- **Task prompt**
Tally the lines of the items below that contain the string "positive", with case significant, and give only the resulting number.

- **Material provided**
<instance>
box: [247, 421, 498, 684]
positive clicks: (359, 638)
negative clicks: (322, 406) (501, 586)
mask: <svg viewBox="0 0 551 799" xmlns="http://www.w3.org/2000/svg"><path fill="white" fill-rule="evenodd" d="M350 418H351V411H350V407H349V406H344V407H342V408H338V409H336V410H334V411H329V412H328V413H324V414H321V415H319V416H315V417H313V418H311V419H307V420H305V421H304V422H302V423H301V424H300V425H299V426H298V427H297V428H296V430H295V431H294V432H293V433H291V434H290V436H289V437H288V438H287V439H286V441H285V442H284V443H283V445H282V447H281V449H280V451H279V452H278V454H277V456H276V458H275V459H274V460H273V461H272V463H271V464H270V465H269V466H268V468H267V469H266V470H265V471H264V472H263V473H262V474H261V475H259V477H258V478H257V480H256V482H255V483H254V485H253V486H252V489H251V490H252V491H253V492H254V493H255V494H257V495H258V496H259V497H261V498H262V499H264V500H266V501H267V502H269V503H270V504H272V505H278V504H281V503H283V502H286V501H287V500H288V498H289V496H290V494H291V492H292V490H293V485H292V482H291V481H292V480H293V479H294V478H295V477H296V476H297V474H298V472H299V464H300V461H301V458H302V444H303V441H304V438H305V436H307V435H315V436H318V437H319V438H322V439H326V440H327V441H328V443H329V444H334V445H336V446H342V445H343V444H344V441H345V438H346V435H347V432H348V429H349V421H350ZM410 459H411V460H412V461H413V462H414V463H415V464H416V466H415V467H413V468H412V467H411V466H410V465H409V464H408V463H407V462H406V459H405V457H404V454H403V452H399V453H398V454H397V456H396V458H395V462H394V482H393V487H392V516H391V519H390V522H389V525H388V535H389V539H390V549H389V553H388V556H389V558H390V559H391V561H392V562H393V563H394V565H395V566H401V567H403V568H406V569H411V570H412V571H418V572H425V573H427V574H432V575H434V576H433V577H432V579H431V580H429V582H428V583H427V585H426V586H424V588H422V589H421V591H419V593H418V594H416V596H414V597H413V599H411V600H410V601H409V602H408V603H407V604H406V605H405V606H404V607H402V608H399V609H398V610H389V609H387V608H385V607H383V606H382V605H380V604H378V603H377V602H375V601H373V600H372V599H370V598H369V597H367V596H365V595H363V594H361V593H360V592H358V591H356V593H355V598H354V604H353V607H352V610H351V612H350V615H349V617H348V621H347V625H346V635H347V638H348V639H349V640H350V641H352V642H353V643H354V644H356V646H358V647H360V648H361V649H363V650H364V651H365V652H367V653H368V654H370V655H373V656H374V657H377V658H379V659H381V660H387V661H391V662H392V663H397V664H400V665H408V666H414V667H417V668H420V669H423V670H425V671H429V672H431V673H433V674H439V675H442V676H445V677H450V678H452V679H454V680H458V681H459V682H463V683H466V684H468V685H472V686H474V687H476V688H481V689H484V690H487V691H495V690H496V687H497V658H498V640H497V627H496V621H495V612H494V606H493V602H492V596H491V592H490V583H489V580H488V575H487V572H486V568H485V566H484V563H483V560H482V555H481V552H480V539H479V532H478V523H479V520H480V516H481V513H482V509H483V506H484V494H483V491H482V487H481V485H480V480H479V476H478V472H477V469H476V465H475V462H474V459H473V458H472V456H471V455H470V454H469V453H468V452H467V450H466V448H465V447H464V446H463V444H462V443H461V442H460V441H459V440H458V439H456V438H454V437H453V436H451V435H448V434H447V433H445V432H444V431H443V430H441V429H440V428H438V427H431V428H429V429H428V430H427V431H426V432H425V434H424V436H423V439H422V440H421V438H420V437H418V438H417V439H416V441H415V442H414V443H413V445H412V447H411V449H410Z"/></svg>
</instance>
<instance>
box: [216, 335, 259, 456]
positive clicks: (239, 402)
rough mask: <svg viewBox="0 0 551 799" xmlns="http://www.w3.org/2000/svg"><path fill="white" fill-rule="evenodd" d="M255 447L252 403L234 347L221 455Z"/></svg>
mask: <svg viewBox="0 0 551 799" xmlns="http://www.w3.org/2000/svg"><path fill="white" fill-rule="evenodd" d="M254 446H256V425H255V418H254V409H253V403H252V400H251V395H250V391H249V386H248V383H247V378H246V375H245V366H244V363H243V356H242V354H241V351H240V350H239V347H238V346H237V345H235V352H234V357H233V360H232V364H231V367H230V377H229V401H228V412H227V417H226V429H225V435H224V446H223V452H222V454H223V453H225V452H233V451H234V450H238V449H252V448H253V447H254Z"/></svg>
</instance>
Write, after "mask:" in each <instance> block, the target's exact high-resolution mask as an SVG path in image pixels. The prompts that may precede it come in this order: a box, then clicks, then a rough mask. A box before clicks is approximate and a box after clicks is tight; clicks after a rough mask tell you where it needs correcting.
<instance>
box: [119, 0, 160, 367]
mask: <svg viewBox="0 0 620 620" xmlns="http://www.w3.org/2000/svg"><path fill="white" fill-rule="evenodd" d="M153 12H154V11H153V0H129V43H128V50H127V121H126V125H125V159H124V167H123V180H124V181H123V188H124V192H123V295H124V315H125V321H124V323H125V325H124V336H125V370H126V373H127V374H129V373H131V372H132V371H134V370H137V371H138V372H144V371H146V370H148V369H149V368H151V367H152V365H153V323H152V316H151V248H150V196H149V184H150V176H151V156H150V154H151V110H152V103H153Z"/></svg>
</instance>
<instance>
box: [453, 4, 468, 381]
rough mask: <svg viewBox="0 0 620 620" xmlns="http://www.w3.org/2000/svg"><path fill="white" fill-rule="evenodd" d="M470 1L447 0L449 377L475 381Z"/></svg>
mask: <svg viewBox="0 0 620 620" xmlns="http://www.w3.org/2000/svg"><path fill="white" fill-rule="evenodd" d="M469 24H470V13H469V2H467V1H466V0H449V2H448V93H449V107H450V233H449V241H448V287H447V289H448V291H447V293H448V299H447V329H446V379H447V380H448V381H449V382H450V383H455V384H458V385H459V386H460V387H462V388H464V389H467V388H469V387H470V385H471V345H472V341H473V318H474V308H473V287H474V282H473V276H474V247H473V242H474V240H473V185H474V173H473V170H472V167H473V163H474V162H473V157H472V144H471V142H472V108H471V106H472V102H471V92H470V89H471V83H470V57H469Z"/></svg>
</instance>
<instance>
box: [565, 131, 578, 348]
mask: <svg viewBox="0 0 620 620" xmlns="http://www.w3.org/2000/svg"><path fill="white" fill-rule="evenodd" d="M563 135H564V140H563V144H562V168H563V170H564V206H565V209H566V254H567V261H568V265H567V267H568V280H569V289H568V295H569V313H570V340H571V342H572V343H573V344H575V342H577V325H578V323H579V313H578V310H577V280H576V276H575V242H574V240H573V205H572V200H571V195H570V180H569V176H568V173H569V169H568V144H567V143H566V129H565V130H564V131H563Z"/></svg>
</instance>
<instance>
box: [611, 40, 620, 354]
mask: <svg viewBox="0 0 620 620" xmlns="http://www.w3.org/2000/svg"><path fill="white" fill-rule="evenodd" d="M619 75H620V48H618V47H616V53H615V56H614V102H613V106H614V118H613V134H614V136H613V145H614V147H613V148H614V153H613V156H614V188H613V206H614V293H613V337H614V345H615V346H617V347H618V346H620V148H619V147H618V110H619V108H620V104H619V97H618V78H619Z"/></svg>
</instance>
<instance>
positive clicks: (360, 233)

- **Exercise output**
3